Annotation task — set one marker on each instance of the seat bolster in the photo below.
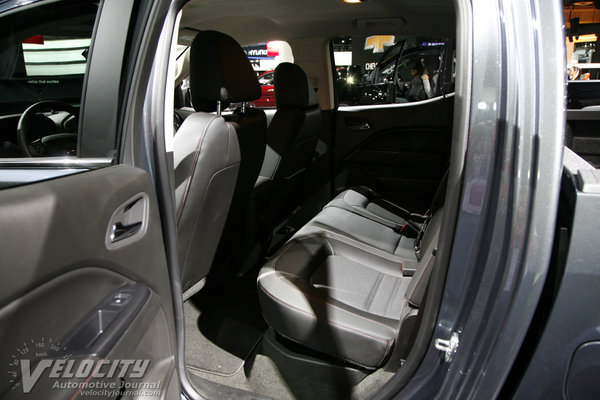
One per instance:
(295, 309)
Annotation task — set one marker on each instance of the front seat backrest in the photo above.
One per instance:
(207, 152)
(293, 133)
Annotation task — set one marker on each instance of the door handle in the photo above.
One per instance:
(120, 231)
(128, 222)
(358, 124)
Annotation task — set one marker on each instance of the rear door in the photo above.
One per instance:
(85, 298)
(399, 146)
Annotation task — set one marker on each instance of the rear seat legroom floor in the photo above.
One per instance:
(262, 376)
(212, 357)
(222, 330)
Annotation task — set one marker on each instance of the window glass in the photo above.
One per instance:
(43, 56)
(381, 69)
(582, 72)
(265, 57)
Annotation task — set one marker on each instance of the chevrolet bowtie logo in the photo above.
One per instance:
(377, 42)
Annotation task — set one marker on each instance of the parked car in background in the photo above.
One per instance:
(267, 90)
(393, 79)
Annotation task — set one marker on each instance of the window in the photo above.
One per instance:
(43, 57)
(381, 69)
(265, 57)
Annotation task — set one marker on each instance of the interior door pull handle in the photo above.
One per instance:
(129, 221)
(120, 231)
(355, 125)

- - - - - - -

== Description of the task ==
In the entries above, identify every line with the word "rear". Copy those lines.

== Reply ==
Annotation task — set one marker on each instance of the rear door in the photo above.
Annotation task — set one marker on each instance of the rear seat legroom floor in the photo above.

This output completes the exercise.